> _Exercise objective_:
Copy out in full every line of the items below that contains the word "area".

> _Available records_:
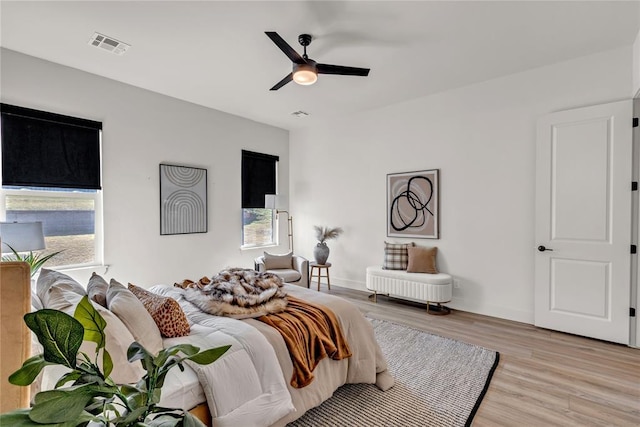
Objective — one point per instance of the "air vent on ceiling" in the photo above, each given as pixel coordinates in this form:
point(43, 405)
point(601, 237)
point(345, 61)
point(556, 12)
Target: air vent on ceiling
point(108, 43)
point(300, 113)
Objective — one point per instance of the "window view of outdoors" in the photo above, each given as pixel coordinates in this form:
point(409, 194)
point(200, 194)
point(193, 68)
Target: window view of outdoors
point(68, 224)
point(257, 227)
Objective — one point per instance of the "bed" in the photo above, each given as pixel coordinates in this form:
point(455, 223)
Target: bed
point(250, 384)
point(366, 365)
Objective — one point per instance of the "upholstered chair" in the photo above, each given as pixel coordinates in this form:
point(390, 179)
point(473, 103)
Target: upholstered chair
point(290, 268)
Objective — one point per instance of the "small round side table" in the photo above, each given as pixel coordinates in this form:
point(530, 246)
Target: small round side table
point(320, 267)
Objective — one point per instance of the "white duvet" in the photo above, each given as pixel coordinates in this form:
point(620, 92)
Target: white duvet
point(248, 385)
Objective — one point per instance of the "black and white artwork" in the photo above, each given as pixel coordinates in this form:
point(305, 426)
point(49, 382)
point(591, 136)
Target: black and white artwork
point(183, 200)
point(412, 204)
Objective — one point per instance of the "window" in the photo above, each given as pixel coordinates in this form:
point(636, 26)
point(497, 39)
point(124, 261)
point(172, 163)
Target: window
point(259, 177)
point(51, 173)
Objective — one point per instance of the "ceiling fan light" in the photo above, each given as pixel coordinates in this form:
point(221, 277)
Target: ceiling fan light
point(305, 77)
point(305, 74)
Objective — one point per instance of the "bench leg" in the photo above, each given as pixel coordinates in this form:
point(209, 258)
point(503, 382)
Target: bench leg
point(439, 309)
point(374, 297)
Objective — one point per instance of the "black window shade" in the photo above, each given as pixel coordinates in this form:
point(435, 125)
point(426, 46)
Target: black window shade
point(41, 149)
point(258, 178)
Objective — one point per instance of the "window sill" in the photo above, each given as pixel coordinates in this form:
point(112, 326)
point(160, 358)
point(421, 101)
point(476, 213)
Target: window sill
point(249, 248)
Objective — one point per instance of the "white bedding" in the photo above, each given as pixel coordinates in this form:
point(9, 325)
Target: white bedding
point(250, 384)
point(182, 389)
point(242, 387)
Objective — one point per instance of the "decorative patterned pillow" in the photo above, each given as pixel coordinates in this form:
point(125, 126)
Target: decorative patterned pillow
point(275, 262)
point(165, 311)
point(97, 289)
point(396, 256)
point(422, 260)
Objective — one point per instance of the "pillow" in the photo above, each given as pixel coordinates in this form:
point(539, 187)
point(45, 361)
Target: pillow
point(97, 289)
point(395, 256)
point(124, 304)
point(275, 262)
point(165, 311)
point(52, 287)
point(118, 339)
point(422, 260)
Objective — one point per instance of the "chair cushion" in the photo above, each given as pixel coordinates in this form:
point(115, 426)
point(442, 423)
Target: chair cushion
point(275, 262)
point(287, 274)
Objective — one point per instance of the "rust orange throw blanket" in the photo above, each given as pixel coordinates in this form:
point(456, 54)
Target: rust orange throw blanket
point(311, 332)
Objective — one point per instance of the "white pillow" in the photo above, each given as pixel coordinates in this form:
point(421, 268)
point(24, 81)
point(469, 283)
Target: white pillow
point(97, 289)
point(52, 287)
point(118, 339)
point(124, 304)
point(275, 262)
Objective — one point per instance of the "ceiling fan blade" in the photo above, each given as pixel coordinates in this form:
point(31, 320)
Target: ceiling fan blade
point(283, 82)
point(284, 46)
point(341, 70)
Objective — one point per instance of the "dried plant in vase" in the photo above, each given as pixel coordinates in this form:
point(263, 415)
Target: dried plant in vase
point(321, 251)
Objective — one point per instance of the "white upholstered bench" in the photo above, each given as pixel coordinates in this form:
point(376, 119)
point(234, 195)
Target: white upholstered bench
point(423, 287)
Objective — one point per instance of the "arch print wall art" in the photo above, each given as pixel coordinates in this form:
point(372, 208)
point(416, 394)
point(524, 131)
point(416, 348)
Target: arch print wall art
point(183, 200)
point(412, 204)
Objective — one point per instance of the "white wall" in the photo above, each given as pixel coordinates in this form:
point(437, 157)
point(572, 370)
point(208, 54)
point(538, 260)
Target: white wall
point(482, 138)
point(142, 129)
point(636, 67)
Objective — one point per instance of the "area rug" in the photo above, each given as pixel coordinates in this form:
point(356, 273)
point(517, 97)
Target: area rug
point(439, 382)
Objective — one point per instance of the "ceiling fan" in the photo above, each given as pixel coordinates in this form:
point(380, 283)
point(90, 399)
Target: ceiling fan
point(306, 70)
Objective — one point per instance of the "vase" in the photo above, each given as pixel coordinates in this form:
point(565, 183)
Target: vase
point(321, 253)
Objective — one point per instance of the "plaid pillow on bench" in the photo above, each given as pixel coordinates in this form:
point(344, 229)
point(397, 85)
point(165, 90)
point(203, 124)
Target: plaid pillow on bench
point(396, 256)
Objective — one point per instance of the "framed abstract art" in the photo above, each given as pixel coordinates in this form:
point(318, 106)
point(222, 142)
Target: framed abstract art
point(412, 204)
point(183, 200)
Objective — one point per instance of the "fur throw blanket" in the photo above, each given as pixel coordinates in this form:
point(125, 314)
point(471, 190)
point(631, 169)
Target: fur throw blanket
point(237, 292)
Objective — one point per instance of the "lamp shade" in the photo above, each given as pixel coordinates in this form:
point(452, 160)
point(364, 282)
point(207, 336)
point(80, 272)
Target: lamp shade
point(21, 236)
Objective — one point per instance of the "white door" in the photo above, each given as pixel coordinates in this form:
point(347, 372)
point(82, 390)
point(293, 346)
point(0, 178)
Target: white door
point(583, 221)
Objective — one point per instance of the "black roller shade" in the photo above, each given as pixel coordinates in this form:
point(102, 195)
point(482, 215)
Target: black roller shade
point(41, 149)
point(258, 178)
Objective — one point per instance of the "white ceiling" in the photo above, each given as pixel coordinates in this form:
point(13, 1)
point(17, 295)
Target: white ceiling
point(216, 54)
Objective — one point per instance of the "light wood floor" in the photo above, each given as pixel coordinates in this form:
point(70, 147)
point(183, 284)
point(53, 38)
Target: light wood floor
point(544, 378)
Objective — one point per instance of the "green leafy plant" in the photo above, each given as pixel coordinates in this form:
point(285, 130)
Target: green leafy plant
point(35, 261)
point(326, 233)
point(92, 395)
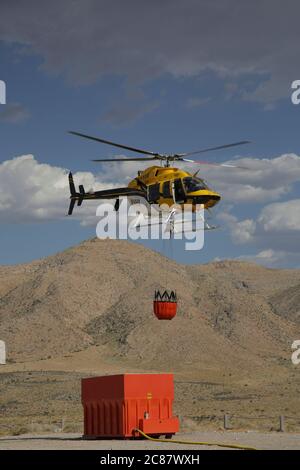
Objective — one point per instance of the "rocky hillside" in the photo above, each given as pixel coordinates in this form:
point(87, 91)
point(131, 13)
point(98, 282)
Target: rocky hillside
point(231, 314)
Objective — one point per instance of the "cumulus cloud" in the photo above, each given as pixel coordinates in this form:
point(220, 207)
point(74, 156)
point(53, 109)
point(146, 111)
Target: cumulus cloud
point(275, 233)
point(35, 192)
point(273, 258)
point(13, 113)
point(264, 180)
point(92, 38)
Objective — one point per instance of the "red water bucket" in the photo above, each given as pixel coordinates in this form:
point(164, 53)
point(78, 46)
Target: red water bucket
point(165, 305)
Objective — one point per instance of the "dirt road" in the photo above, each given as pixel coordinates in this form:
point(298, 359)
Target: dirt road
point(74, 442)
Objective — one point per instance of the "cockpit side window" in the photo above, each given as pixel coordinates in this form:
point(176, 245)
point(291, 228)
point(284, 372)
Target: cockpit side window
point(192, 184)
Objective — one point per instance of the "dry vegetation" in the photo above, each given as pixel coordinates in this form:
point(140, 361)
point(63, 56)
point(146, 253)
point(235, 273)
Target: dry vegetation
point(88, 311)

---

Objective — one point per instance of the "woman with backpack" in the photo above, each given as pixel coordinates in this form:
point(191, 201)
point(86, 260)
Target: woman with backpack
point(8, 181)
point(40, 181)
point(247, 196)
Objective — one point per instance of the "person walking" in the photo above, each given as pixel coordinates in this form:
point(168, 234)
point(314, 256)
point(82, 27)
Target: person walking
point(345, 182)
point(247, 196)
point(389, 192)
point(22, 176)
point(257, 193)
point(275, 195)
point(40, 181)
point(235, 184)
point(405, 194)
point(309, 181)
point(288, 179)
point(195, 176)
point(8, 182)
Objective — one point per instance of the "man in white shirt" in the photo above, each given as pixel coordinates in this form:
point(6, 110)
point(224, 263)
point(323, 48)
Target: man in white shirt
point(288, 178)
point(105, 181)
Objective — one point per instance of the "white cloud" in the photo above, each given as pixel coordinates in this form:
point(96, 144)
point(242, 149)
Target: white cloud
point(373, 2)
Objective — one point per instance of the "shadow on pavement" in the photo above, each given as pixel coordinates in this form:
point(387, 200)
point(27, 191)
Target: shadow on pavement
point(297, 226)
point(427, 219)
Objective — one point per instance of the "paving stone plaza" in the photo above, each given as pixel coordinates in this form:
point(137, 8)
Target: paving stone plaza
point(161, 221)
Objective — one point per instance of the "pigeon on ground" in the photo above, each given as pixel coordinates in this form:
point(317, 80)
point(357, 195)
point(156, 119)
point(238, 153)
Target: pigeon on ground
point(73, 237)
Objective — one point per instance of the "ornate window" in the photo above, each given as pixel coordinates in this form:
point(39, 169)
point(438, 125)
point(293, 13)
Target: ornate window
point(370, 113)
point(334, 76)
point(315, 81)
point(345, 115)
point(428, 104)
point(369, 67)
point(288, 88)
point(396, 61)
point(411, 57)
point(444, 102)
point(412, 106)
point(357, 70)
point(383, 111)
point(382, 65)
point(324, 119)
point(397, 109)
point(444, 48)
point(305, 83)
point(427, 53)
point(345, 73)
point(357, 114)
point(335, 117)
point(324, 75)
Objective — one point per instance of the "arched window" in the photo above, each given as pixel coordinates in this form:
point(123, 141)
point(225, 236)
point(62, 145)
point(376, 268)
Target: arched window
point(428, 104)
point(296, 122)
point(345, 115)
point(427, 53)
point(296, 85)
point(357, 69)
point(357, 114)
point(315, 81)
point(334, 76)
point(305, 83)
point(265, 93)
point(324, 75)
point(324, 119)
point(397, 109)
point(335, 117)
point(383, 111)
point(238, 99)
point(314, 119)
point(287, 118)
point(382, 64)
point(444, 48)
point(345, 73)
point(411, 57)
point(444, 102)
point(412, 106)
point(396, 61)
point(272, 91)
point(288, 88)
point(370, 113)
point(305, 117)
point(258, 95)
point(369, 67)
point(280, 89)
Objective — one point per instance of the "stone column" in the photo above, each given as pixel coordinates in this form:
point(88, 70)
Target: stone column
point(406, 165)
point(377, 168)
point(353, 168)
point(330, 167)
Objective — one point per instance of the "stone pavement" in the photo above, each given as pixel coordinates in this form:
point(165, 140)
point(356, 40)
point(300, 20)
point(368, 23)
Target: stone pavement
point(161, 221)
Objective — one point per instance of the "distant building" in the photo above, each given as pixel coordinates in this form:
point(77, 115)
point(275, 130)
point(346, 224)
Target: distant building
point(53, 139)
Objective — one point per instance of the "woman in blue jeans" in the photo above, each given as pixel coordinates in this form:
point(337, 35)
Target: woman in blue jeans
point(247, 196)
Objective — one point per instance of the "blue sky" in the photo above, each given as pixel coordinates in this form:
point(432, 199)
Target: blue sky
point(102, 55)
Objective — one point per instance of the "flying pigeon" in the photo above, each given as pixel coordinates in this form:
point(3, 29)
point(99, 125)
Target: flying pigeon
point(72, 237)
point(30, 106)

> _Expected output_:
Objective — one point per instance of the "area rug" in the photo above, each given as pixel coordinates in this form:
Target: area rug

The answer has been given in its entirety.